_Provided information:_
## START
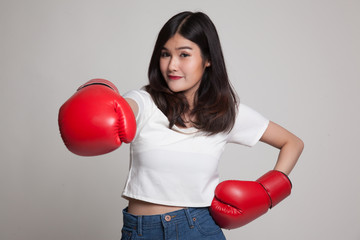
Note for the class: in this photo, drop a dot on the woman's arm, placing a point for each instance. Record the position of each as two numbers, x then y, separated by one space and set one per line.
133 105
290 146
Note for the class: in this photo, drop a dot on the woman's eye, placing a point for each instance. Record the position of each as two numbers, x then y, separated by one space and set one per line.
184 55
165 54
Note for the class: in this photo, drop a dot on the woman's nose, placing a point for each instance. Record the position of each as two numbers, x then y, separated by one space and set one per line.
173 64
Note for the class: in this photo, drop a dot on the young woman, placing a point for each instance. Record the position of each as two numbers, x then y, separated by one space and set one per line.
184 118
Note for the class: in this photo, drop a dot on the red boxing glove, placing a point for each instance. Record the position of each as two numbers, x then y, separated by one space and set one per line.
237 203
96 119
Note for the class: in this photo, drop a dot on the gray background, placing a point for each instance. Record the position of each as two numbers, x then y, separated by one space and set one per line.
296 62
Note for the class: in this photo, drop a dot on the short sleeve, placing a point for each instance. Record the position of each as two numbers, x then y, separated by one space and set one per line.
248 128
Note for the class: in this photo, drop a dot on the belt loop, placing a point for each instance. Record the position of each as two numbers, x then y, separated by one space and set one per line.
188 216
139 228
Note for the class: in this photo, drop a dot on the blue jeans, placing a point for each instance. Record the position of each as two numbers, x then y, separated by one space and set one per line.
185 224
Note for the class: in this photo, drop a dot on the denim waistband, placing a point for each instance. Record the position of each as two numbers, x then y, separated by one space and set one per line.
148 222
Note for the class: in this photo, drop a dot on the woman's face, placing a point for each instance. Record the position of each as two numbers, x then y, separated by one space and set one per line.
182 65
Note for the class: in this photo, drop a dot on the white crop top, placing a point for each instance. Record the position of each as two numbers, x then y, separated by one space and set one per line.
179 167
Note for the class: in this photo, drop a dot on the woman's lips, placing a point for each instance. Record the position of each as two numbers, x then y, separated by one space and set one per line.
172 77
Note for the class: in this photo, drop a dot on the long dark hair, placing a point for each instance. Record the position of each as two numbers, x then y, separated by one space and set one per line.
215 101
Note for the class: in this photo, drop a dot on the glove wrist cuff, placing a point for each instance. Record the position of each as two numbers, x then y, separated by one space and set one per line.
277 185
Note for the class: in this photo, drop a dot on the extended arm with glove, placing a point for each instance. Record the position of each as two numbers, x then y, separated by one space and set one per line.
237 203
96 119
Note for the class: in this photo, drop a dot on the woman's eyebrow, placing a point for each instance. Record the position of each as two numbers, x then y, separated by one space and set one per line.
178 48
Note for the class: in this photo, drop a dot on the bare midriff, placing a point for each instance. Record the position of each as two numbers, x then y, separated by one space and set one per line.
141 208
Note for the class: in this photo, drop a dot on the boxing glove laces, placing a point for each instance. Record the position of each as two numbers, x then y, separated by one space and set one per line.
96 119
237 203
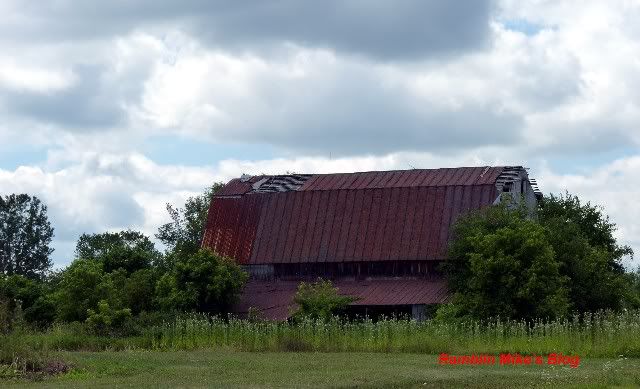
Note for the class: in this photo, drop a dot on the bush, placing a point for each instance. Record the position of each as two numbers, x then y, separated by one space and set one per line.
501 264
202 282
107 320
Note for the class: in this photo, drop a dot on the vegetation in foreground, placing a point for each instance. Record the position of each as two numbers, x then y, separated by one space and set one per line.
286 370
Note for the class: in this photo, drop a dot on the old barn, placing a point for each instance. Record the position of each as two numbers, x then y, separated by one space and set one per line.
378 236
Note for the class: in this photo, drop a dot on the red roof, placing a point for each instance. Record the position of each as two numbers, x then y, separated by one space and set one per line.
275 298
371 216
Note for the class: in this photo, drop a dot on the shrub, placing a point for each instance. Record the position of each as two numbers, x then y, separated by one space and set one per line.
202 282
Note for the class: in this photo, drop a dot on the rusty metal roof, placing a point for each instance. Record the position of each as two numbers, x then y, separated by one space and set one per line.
## END
_Stated exercise:_
Copy down every line above word for word, leaving out the pictures.

_Solution:_
Note for the class: in this photo, drop a dot on the woman's arm, placing a point for each instance. Record the position of each as two numbers, x then y, separated by one space and set one per line.
133 105
290 146
Note for the class: in this photo, drop a dot on the woman's eye, placing a point for each instance. Record the position of each as two numbers, x then y, separated by one space and set one per line.
184 55
165 54
Note for the class: in this photo, drop a dot on the woman's nose, placing a point for each instance. Record the position of each as two numbers, x then y, separated by one space and set one per line.
173 64
Note for the class: in this photo, drop a dot on the young woman, placing a point for each instance. Record the position of each as two numbers, x then y, separated by one space and set one per line.
184 118
Note for the class: in this photo, drop a dot on the red boxing glove, placing a point for each instance. Record the position of each as two numbers, x then y, separated by one space and set one per line.
237 203
96 119
Note for the class: in this photo, drop a dot on the gray background, placing a point for each instance. Record the position of each as two numbers, x then y, separated by one space and set one per line.
296 62
Note for the class: in this photo, drop a dot on the short sleeve, placing a point for each instance. Record the position of each as two numbers, x then y, separated by one space and set one per line.
248 128
Note for the class: in this photo, drop a dot on the belt loop, placing a point for each instance. Record the position of each as two numbers, x then y, separated by one space and set one per line.
188 216
139 228
Note for the class: in this photo, drop a dot on the blue jeans, placing a point for each instance. Record the position of each as two numbers, x then y, separated by one space and set one per line.
185 224
Note for the class: in this photo, drop a dot on the denim waistband, placing a point for each instance. Record the position of each as two numbers, x then y, separated by one space and set one per line.
148 222
Note for the class: in this photo, drop a dot on the woman's face, placing a point for each instance. Record the position of each as two numbers, x then y, separated by one space and set one per line.
182 65
Note for the class: in this photo, drop a dot on the white crop top, placing a point for each instance. Record the position of each as two numbers, x then y, separated by one space and set one per line.
179 167
Note for the class: in this photo, drop a dot on the woman's lips, placing a point for each instance. Record the position of each as two numbers, x then y, separated by one space and set one per line.
172 77
Note for the class: in this photo, drop a dot on the long dark hair, placing a point for each instance. Record the position of each as two numbers, x then y, separated by one space and set one per line.
215 101
Note for the class: in this photo, drop a dot on the glove wrist cuff, placing a point for each instance. Record the position of each as two numbers, x then y, separated by one space and set one per line.
277 185
Note for the class: in this photo, drop a dot on the extended arm with glove, placing a point for each instance. Record the position of each as two numbers, x then y, separated by one space and set one per line.
237 203
96 119
Note for the class: in this photo, drop a dot on the woman's eyebrow, placing a point for each instance. Record the position of each as two numbers, x then y, separated by one space and set one per line.
178 48
Note for the class: in this photo, drop a dot on the bare midriff, placing a point for each instance. Record the position of each as two numbers, x then y, separated by one space and set one per line.
141 208
Note for the class: in this photo, drop a dot on the boxing glove laces, placing a point for each instance. Record the position of each as two numbers, x then y, separated by one space and set one per line.
96 119
237 203
Note for the class: in this photo, drop a dot on the bush, placing a point for each instance. Record the position of each as two numbers, x then y, separated by one space and set one per line.
501 264
202 282
107 320
Note for the class: in this photo, drop a dot on the vegetation in foreground, placing a point for each instance. Record the position of each as two numbers, x then y, separated by one space and set one per line.
286 370
Note for the class: in this photo, drop a dot on the old barn, placing a point for each instance. Record the position of each as two numbers, x then y, separated by one space and set one per line.
378 236
Note for the class: in this photo, drop a dot on the red roof, placing a point for each instance. Record the position of each as two numbers, x then y, separated by one space and set one per line.
275 298
371 216
Note for the class: in this photo, drop a dot on the shrub, placing a point for each instance. Record the position of each as two numbers, x then y, separated by one space and set one per line.
202 282
Note for the class: in this photo, drop a dot on the rusty metal roof, placing a point for each instance. Record the position of each as two numbers, x then y, separated by one space and set one per line.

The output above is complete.